• [WHAT THIS TASK INVOLVES]
Retype all of the records below word for word, keeping every line and character unchanged.

• [RECORDED INFORMATION]
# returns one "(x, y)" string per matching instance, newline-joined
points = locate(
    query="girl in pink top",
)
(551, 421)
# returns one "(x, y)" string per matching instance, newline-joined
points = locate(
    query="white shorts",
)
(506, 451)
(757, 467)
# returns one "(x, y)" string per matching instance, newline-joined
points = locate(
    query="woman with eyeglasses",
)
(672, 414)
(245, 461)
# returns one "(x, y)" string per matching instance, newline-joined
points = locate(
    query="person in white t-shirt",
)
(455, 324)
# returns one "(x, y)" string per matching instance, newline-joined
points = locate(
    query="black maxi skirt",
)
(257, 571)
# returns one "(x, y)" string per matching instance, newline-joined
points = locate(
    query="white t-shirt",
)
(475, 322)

• [SOLUTION TO THIS EXERCISE]
# returns one "(x, y)" string per matching instance, newline-joined
points = locate(
    query="girl in pink top",
)
(551, 421)
# returns one "(x, y)" string per matching instance, newline-joined
points = locate(
    query="white shorts",
)
(506, 451)
(757, 467)
# returns one "(x, y)" string per matching instance, newline-joined
points = locate(
    query="woman with eyeglasses",
)
(672, 414)
(245, 461)
# returns one "(x, y)" string per matching instance, newline-joined
points = locate(
    query="person in white t-shirt",
)
(455, 324)
# returns one "(x, y)" string per matching instance, newline-joined
points = locate(
    query="black maxi skirt",
)
(257, 571)
# returns one "(x, y)" string per matching instance, newline-joined
points = locate(
    query="white t-shirt",
)
(475, 322)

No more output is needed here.